(Dataset excerpts on object pointing)
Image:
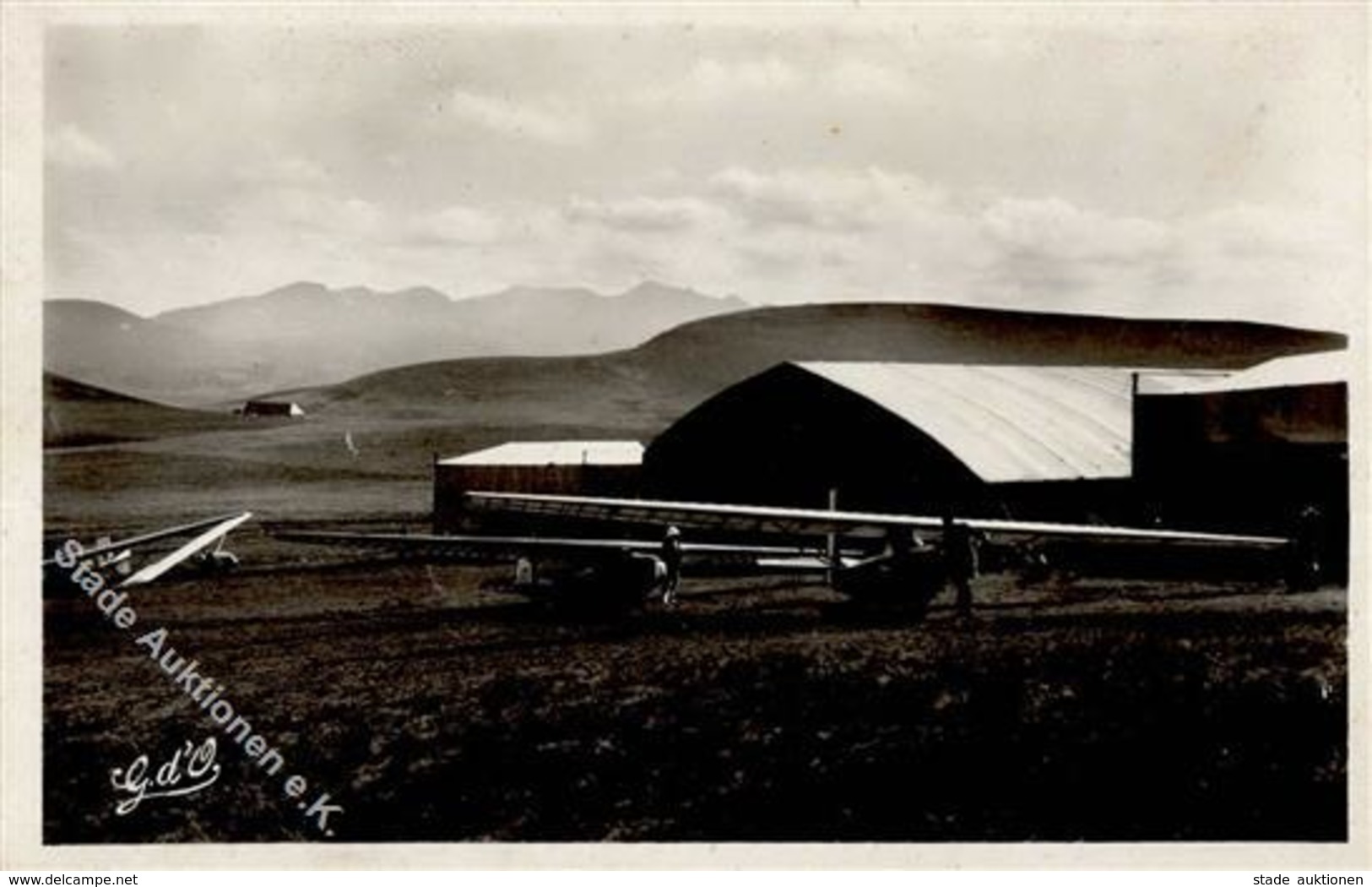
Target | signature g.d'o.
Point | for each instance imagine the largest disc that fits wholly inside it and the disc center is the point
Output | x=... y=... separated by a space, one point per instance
x=190 y=770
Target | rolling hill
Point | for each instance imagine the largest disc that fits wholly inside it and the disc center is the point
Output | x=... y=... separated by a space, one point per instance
x=81 y=415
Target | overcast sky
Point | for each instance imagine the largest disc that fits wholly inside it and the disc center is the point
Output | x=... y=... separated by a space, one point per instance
x=1157 y=162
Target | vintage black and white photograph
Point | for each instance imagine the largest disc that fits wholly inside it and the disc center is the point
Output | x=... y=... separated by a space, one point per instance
x=669 y=425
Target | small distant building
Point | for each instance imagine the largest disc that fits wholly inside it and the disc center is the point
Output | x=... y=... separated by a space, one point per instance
x=556 y=467
x=272 y=408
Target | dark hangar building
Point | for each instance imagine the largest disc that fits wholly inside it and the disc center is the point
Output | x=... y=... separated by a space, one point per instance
x=995 y=439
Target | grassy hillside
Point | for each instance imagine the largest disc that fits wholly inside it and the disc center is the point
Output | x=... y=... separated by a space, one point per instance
x=640 y=392
x=80 y=415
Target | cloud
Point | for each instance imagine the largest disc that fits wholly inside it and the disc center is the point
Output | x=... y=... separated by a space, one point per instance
x=643 y=215
x=74 y=149
x=1057 y=230
x=504 y=117
x=825 y=199
x=281 y=171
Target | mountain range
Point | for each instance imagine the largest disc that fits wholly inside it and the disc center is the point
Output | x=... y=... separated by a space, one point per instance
x=306 y=334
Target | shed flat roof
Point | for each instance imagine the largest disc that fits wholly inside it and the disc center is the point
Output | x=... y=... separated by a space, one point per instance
x=1007 y=423
x=555 y=454
x=1280 y=373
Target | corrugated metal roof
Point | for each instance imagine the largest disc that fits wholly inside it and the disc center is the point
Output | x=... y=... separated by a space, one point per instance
x=1280 y=373
x=1006 y=423
x=555 y=454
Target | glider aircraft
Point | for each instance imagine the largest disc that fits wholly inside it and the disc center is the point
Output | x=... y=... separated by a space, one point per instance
x=120 y=552
x=867 y=557
x=585 y=573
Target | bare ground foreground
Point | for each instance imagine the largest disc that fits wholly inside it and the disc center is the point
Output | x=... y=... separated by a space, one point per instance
x=432 y=710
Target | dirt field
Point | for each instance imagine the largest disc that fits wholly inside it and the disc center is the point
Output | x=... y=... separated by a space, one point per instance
x=432 y=710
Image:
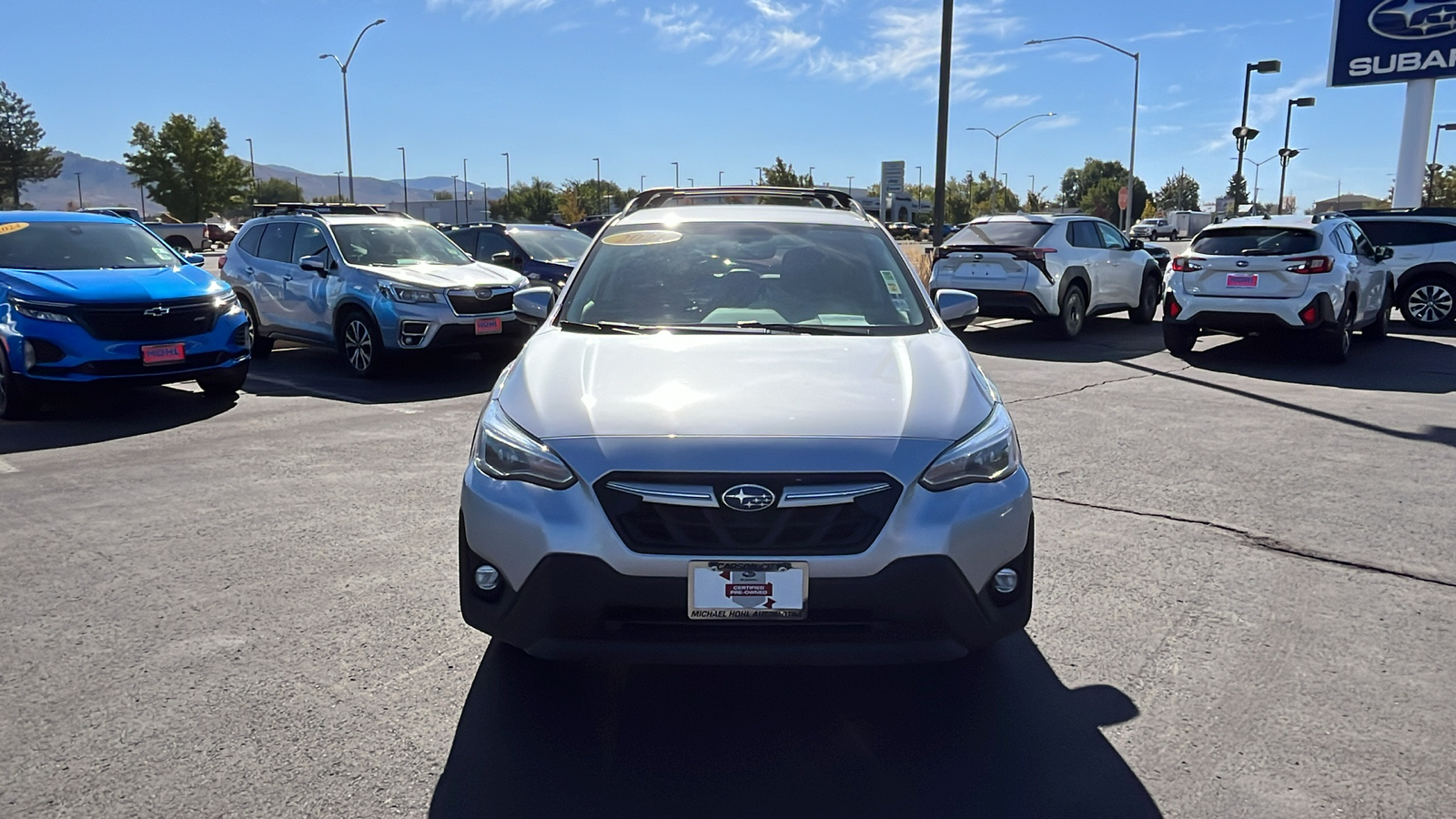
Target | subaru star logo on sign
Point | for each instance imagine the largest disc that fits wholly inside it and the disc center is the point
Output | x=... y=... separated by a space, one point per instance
x=749 y=497
x=1392 y=41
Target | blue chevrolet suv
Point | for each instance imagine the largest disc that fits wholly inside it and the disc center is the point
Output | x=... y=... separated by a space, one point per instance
x=91 y=299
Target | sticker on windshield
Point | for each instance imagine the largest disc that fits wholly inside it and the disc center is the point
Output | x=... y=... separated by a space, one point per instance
x=642 y=238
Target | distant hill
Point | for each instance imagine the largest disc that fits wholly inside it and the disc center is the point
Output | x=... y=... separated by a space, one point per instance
x=106 y=182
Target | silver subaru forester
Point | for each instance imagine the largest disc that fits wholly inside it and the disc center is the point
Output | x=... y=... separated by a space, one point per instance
x=744 y=435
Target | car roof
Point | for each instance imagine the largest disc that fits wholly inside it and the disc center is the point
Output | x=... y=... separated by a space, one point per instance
x=57 y=216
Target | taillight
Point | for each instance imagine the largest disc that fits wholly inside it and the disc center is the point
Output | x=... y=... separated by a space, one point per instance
x=1310 y=264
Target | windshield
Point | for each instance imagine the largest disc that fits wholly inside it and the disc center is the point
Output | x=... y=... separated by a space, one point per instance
x=552 y=245
x=1005 y=232
x=1256 y=242
x=82 y=245
x=397 y=245
x=728 y=274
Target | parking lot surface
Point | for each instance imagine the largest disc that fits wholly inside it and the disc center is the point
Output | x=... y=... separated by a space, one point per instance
x=1245 y=606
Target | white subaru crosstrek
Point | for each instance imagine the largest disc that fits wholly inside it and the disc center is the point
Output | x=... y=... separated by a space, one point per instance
x=1280 y=274
x=1050 y=267
x=746 y=435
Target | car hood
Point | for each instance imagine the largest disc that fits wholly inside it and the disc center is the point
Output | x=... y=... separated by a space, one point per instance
x=142 y=285
x=740 y=385
x=448 y=274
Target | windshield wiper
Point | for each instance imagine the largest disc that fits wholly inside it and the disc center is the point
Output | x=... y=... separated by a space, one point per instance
x=807 y=329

• **THE EXERCISE**: Put the lines of the entries into a JSON list of strings, one string per line and no blank lines, starting at the line that contains "Target | taillight" and ending at the last line of the entries.

• **TASK OUTPUT**:
[
  "Target | taillight",
  "Point | for each instance imagine the largest disc that fits wholly inside it and the disc center is the point",
  "Output | x=... y=... separated by a space, one point per instance",
  "x=1310 y=264",
  "Target | windshield",
  "Point | for each instance imagine the largest disc that fits wholly inside it and the disc center is the point",
  "Output | x=... y=... separated by a space, one point per instance",
  "x=552 y=245",
  "x=1005 y=232",
  "x=1256 y=242",
  "x=82 y=245",
  "x=397 y=245",
  "x=728 y=274",
  "Target | parking lot surface",
  "Point | for each instance imagine the largest disc that fits wholly inside it and the disc center is the point",
  "Output | x=... y=... separated by a space, one point per instance",
  "x=1245 y=606",
  "Target | white subaru crosstrek",
  "Point | for each instance imagine the largest disc that fits wholly inside it and the disc center is the point",
  "Output | x=... y=... separated by a space, one point per instance",
  "x=1280 y=274",
  "x=1050 y=267",
  "x=746 y=435",
  "Target | car hood",
  "Point | for each instance imagine the largest disc that fits wholly inside it and the disc center is the point",
  "Output | x=... y=... separated by a space, one point per instance",
  "x=142 y=285",
  "x=740 y=385",
  "x=448 y=274",
  "Target | windshield wiper",
  "Point | for each instance imagine the largest disc that fits wholly inside it and the disc center is the point",
  "Output | x=... y=... separated by a space, one point per instance",
  "x=807 y=329"
]